(Dataset excerpt)
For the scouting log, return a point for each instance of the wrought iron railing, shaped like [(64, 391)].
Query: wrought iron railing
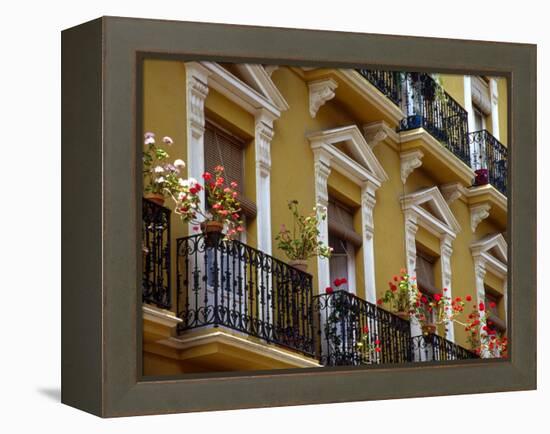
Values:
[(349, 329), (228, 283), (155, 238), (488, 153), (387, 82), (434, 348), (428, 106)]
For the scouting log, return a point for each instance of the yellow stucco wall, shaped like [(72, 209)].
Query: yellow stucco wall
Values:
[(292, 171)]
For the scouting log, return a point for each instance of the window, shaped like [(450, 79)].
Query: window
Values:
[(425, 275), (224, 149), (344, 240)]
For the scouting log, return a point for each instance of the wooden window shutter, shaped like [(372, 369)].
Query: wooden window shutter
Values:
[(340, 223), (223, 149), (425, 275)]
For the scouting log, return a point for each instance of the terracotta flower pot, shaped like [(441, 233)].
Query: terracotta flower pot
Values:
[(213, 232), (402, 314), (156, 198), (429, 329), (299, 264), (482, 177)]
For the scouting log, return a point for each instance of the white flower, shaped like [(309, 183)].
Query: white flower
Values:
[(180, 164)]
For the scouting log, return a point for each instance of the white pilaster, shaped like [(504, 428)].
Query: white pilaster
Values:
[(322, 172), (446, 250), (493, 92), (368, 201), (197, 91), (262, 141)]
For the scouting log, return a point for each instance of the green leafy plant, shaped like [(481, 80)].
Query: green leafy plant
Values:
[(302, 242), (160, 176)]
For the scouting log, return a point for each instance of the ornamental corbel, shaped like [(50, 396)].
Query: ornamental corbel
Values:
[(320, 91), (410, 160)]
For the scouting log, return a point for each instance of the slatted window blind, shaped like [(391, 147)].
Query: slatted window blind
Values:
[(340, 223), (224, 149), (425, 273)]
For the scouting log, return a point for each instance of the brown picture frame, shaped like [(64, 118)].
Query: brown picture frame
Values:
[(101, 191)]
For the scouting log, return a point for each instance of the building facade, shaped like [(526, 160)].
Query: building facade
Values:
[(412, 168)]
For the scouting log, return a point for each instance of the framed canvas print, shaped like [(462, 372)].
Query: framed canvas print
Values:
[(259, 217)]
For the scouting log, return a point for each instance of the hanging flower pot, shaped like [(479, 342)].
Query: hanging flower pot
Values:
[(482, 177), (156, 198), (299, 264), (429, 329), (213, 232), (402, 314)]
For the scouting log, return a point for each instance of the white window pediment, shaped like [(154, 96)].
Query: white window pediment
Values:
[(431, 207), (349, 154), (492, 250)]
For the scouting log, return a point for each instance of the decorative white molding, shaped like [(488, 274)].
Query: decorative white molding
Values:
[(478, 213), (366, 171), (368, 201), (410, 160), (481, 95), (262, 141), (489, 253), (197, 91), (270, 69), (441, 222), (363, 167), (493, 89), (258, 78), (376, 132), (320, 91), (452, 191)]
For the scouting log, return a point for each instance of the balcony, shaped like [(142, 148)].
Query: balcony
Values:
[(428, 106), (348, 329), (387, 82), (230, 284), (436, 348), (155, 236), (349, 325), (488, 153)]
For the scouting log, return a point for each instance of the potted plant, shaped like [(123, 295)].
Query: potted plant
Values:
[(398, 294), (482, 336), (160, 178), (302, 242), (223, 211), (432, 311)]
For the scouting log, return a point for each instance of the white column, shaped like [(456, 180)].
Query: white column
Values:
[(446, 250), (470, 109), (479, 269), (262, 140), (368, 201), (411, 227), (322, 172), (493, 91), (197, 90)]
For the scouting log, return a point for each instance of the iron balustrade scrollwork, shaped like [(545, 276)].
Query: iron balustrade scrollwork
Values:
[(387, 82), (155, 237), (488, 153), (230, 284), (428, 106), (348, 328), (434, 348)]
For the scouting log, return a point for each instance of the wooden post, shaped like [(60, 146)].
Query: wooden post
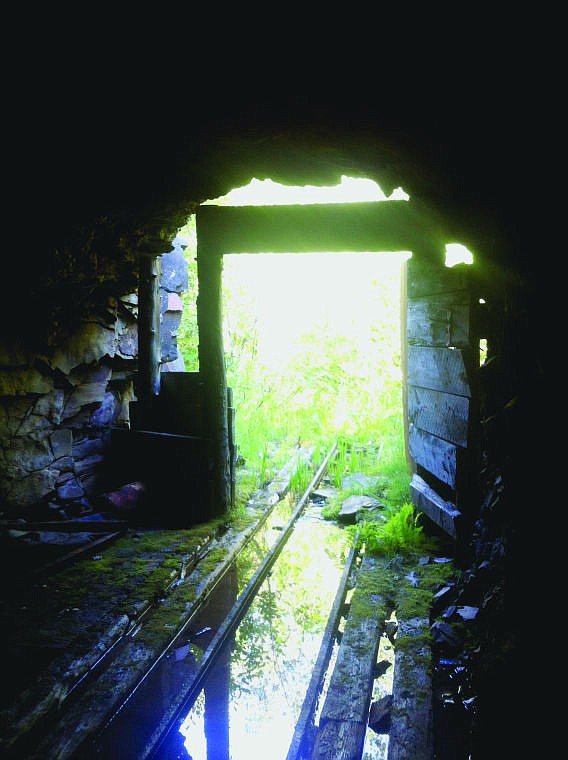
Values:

Goal of the exercise –
Can you give the lines again, starting with the line that contains "like [(154, 96)]." and going on through the line that contains "[(431, 207), (349, 154), (492, 250)]", substituting "cornice" for "pediment" and leaving everything else unchanged?

Response to the task –
For the scouting log, return a point for each instance of the white window cornice, shaped like [(154, 96)].
Query: white window cornice
Values:
[(431, 207), (349, 154), (492, 250)]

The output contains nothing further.